Pick up the blog post about a first wine tasting in Napa and its ties to pottery, and keep writing from right after its last sentence.

# Start of Provided text

Sunday, July 22, 2012

pots and wine

I'm not a huge wine fan...   I'm a cold beer and whiskey kind of guy.  I know right?  All those damn wood-fire guys and gals just love their whiskey and beer.  What can I say though.. we have exceptional taste.  Yet being a beer/whisky guy, when I'm offered a private tour and free tasting with one of my sisters.. I gotta do it.  Yesterday I had my first wine-tasting experience.  And of all places my first happened in Napa, wine capitol of California at the Del Dotto winery. 




And how in the world can Wine have anything to do with Pottery?  Wine making is an art.  Our guide, Walter (from Spain, nice guy dating my sister) was talking about wine and it's making process almost exactly like potters talk about clay and it's process.  One of the main points he kept bringing up was knowing everything about the materials he was using.  From the type of wood, where it grew, how old/young, soil, length of time, temperatures... blah blah blah...  and as we were drinking from a ton of different barrels (Walter kept giving me more wine then everybody else..By the end I felt really good!) and walking through these dank storage caves.. I thought to myself...

# End of Provided text
# Start of Material shown

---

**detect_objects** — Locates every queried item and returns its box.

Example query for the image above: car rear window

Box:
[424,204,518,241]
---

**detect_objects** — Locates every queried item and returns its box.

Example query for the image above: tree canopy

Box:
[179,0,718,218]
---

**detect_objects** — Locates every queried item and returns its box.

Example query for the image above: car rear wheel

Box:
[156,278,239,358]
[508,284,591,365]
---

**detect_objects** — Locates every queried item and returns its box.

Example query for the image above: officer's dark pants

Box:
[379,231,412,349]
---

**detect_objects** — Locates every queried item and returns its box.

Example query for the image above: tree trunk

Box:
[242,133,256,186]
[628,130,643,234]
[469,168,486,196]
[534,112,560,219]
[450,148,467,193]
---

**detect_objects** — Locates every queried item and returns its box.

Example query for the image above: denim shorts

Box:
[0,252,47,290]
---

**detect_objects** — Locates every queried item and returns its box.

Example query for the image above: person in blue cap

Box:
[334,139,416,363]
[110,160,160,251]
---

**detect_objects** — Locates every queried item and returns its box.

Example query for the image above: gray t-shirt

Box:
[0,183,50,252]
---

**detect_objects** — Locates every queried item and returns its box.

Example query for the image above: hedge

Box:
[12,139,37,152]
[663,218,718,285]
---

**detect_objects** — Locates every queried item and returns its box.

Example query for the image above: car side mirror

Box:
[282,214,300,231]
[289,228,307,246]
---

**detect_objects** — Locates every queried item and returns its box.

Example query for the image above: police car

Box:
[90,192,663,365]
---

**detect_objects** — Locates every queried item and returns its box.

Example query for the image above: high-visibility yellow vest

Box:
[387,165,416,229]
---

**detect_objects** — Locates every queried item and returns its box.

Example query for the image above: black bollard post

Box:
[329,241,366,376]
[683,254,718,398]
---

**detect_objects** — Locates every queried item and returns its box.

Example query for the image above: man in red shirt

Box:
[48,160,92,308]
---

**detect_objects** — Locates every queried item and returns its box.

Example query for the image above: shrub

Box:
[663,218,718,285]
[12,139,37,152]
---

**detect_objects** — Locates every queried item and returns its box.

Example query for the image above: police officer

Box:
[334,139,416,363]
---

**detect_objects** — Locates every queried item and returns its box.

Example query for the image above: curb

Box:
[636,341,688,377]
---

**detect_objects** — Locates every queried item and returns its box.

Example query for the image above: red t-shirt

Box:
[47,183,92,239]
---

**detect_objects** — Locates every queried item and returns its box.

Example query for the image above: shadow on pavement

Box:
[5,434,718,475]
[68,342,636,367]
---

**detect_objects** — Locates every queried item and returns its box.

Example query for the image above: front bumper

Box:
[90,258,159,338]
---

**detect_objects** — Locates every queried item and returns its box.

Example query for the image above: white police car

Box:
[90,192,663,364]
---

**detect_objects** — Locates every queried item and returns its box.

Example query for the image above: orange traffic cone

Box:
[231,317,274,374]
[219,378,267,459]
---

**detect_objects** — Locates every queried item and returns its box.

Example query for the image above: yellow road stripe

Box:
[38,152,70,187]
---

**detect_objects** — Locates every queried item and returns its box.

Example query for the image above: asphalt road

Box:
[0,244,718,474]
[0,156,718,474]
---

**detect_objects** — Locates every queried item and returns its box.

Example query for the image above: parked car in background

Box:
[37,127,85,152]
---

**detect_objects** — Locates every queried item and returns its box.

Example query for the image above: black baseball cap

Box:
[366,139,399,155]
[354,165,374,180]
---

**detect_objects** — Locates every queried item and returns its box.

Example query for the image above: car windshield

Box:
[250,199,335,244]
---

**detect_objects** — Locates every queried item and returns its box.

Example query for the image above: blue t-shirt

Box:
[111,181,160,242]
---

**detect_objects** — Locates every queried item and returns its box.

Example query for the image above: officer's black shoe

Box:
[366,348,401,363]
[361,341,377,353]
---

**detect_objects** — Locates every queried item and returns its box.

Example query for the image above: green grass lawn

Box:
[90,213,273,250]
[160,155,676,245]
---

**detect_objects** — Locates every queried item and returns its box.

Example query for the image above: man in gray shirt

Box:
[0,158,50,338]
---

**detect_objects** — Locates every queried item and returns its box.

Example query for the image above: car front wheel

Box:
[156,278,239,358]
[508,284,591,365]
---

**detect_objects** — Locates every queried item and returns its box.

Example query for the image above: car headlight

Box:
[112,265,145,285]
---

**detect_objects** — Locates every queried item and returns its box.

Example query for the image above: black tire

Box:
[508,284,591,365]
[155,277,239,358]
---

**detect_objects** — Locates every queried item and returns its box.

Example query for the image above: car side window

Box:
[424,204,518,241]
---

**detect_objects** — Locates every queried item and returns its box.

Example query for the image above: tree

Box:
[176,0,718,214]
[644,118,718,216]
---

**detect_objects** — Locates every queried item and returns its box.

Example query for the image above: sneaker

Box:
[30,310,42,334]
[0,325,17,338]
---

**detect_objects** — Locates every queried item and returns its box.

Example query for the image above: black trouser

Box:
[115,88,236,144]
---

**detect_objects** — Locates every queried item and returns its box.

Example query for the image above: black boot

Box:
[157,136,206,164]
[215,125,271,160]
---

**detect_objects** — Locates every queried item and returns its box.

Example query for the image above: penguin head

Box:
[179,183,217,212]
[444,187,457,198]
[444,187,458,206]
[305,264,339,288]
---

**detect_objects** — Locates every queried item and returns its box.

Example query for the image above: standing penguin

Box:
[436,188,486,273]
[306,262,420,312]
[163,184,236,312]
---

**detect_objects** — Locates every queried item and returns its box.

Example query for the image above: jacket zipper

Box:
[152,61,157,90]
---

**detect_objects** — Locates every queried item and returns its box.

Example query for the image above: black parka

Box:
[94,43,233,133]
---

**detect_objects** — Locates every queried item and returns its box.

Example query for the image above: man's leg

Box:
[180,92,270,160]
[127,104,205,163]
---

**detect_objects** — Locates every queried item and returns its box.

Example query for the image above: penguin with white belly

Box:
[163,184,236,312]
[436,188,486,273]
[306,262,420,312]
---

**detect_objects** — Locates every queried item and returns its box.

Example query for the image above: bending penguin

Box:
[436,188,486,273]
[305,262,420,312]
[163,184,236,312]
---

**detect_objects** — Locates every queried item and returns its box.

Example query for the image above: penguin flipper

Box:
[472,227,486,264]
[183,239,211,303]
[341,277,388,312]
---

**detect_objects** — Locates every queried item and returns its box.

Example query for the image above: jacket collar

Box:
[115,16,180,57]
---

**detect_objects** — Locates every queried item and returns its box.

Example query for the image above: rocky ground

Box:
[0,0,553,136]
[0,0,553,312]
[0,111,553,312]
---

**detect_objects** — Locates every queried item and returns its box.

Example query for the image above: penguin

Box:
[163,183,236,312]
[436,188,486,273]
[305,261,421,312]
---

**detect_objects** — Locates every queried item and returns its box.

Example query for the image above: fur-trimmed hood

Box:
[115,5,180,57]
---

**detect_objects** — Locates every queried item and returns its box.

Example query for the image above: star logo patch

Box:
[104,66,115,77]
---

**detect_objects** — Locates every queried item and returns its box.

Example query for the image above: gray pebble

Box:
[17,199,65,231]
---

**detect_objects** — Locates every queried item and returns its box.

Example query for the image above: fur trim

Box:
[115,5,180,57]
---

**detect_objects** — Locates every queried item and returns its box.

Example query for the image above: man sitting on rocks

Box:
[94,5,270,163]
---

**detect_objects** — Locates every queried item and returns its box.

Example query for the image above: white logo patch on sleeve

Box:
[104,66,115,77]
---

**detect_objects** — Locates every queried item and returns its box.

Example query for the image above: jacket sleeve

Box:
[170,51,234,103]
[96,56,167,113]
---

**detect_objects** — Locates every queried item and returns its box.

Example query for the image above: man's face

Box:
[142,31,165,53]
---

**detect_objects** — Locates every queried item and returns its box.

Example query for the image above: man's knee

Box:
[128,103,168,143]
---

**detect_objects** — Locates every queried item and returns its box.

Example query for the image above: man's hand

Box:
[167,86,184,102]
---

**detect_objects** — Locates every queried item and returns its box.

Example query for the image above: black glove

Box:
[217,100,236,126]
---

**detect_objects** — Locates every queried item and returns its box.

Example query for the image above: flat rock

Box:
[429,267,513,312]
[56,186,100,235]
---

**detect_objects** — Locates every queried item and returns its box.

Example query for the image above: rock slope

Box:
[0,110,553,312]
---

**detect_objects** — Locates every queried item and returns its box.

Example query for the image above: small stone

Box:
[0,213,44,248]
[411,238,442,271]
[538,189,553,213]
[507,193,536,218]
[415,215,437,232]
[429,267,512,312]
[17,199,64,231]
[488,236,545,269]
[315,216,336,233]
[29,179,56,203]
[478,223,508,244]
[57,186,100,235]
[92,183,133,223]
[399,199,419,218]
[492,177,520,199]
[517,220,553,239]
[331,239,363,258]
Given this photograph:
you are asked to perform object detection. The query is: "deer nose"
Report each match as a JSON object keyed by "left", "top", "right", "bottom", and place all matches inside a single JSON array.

# End of Material shown

## Exercise result
in anything we make.. it's so incredibly important to understand the material.  Knowing and understanding all the way down to a microscopic level.  This might sounds hoky as hell, but if we, as makers, can really get down to the grit of what we're using, (how's why's when's) we can have countless varieties, strains, clones, whatever of whatever we want to make...   wow, nice use of words there, "whatever of whatever".  but that's alright.  i like how it sounds.  



So I'm going to continue to get to know my clay...  and one day a particularly successful strain of ideas and execution of technique will show up.... and I'll charge a whole lot of money for it. HA!  The most expensive wine I tried that day..was $250 a bottle.  I bet I could sell a bottle for $250! 


2 comments:

  1. I'd like to do that! Both taste the wines and get to know our materials as a wise potter.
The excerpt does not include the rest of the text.